_Problem statement_
Copy out the following lines word for word, including every one of the records.

_Information provided_
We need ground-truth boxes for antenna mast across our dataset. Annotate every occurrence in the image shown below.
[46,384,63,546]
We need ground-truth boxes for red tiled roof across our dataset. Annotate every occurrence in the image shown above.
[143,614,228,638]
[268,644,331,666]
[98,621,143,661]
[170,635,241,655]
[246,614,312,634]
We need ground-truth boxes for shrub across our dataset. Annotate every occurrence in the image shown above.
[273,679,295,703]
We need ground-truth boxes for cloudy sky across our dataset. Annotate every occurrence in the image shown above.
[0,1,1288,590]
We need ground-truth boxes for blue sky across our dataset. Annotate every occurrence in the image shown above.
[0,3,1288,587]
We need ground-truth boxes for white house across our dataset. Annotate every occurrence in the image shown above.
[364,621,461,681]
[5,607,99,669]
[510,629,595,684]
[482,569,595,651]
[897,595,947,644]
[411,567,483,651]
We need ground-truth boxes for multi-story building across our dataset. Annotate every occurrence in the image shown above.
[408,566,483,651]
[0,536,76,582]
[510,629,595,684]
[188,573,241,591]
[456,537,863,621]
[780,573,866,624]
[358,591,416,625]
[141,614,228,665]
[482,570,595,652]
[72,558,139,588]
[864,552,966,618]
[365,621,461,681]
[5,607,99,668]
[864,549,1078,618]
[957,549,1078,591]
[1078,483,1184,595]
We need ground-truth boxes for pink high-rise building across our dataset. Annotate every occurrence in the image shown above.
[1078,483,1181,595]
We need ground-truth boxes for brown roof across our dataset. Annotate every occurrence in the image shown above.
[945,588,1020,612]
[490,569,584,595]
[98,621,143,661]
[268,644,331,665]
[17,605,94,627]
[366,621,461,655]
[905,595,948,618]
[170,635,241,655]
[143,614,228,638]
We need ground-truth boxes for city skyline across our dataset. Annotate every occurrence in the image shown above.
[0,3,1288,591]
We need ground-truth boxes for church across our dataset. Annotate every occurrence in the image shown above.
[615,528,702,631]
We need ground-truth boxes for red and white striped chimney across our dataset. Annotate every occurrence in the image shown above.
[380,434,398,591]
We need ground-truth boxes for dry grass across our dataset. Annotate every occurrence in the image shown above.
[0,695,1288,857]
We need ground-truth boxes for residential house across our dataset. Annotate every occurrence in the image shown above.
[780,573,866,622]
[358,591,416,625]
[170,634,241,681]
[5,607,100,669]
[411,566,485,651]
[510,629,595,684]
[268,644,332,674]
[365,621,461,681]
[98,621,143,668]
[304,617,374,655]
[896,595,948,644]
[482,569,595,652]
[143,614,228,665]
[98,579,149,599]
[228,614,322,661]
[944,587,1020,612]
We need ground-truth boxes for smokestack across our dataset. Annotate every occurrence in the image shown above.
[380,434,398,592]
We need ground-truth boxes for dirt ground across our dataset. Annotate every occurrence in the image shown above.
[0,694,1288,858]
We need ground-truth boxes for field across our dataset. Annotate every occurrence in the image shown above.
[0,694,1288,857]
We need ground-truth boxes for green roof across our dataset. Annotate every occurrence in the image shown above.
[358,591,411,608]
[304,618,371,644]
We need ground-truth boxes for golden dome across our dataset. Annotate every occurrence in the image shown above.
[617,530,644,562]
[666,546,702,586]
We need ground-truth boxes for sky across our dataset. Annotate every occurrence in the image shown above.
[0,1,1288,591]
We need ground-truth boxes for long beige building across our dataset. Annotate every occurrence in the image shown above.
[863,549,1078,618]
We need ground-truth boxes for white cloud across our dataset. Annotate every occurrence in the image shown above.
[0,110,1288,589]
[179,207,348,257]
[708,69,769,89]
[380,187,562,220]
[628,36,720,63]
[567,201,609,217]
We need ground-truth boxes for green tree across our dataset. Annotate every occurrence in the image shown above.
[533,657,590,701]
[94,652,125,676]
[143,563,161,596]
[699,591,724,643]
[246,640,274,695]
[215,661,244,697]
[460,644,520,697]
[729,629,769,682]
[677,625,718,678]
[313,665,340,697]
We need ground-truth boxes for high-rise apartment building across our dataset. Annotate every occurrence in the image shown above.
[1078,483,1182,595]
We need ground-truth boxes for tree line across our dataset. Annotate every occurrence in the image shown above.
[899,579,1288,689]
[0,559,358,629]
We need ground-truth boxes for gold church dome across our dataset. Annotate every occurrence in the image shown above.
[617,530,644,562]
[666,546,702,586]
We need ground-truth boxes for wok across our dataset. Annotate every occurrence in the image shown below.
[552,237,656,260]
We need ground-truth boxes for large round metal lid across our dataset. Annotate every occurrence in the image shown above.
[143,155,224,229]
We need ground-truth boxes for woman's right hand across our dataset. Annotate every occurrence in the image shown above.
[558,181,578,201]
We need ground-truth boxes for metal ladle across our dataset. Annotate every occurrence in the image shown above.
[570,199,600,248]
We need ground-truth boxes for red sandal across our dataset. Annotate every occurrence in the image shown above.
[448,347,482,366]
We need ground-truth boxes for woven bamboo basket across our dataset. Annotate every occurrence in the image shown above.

_Result of the exercise_
We need ground-truth boxes for antenna mast across our dataset. Annotate every occurrence in the image shown below.
[46,384,63,546]
We need ground-truth boxes for red tiled roof across our dataset. Annotate every occurrence in the image shown above.
[143,614,228,638]
[268,644,331,666]
[98,621,143,661]
[170,635,241,655]
[246,614,312,634]
We need ground-truth boxes for shrub across our dataset. Annotate every occurrence in the image shown above.
[273,679,295,703]
We need ground-truth boxes for cloudy sky across our dataset. Annotate every occurrence in the image shown above.
[0,1,1288,590]
We need ground-truth boxes for blue sky across our dataset. Annotate every occurrence in the image shown above.
[0,3,1288,587]
We need ground-truth boxes for white house across our dataset. Annotate every occurrence in the image shown above.
[364,621,461,681]
[5,607,99,669]
[510,629,595,684]
[482,569,595,651]
[897,595,947,644]
[411,567,483,651]
We need ground-truth boxes for multi-story building across our dataset. Annotate every occurrence in the image shown above.
[408,566,483,651]
[0,536,76,582]
[510,629,595,684]
[188,573,241,591]
[456,537,863,621]
[780,573,866,624]
[358,591,416,625]
[141,614,228,665]
[482,570,595,652]
[72,558,139,588]
[864,552,966,618]
[365,621,461,681]
[5,607,99,668]
[864,549,1078,618]
[957,549,1078,591]
[1078,483,1184,595]
We need ground-truth boxes for pink high-rise building across our dataset. Annotate every occurrence in the image shown above.
[1078,483,1181,595]
We need ground-truth boxes for brown roof across our dataset. Annotate every occurrence in the image shown above.
[945,588,1020,612]
[490,569,584,595]
[98,621,143,661]
[268,644,331,665]
[17,605,94,627]
[366,621,461,655]
[905,595,948,618]
[170,635,241,655]
[143,614,228,638]
We need ground-truth boxes for city skyline across our dataset. Annotate every occurrence in the image shown above.
[0,3,1288,591]
We need ground-truth boxes for church across our dataset. Annotate every occurrence in the image shown above.
[615,528,702,631]
We need ground-truth boxes for red and white striped chimney across our dataset. Annotate every occurrence in the image shown above.
[380,434,398,591]
We need ground-truth boxes for dry grass across our dataset. Annotate every occurrence in the image shown above.
[0,695,1288,857]
We need ground-truth boxes for residential house across our dataset. Annotate every occurrence in the image shown above.
[780,573,866,622]
[358,591,416,625]
[170,634,241,681]
[5,607,100,669]
[411,566,485,651]
[510,629,595,684]
[268,644,332,674]
[365,621,461,681]
[98,621,143,668]
[304,617,374,655]
[896,595,948,644]
[482,569,595,652]
[143,614,228,665]
[98,579,149,599]
[228,614,322,661]
[944,587,1020,612]
We need ground-truth boxes for smokestack across our dataset. Annotate every occurrence in the image shown above.
[380,434,398,592]
We need ground-truth boxes for dirt ground across our dataset. Annotate every occurrence in the image shown above.
[0,694,1288,858]
We need ground-truth boxes for field across our dataset. Annotate every occurrence in the image shown above.
[0,694,1288,857]
We need ground-truth boxes for green roof across our dataset. Annotate every occurrence in the image shown above.
[358,591,411,608]
[304,618,371,644]
We need ground-truth boxes for golden dome across our dataset. Annotate every occurrence in the image shown above.
[617,530,644,562]
[666,546,702,586]
We need ground-truth boxes for sky across our dataset. Annotate every occurrence in the image shown above.
[0,1,1288,591]
We need ground-truth boxes for long beige building across our dataset. Annotate every occurrence in the image shown above.
[863,549,1078,618]
We need ground-truth boxes for white cloud across our dataset. Annotate every occurrence in the image shown above.
[0,110,1288,589]
[179,207,348,257]
[708,69,769,89]
[380,187,562,220]
[628,36,720,63]
[567,201,609,217]
We need ground-truth boxes for green tree across our dataset. Annotate every occurrence in the image shown above.
[533,657,590,701]
[94,652,125,676]
[143,563,161,596]
[699,591,724,643]
[246,640,274,695]
[215,661,244,697]
[460,644,520,697]
[729,629,769,682]
[677,625,718,678]
[313,665,340,697]
We need ground-truth boxes for high-rise apartment building across our dataset. Annotate every occurrence in the image shown above.
[1078,483,1182,595]
We need ground-truth boxes for tree line across our dataset. Annotate every occurrence in the image shown above.
[899,579,1288,689]
[0,559,358,629]
We need ground-truth boxes for gold church dome across our dataset. Annotate every occurrence in the image shown above.
[617,530,644,562]
[666,546,702,586]
We need ground-truth boxes for wok across our dataset. Annotate every occurrence in the image shown below.
[552,237,656,260]
We need ground-truth boxes for large round metal lid across our dataset. Annotate every occurrence in the image shown above.
[143,155,224,229]
We need ground-truth boxes for woman's right hand across our dataset. Annotate every occurrence in the image shown above.
[558,181,578,201]
We need ground-truth boxes for metal ladle across our dataset. Annotate every occurrence in the image shown above.
[570,199,600,248]
We need ground-truth boxes for red sandal across our dataset. Annotate every occurrence in the image shown above.
[448,347,482,366]
We need ground-truth boxes for woven bamboo basket across our dataset. Annotate every occurrence in the image shown above.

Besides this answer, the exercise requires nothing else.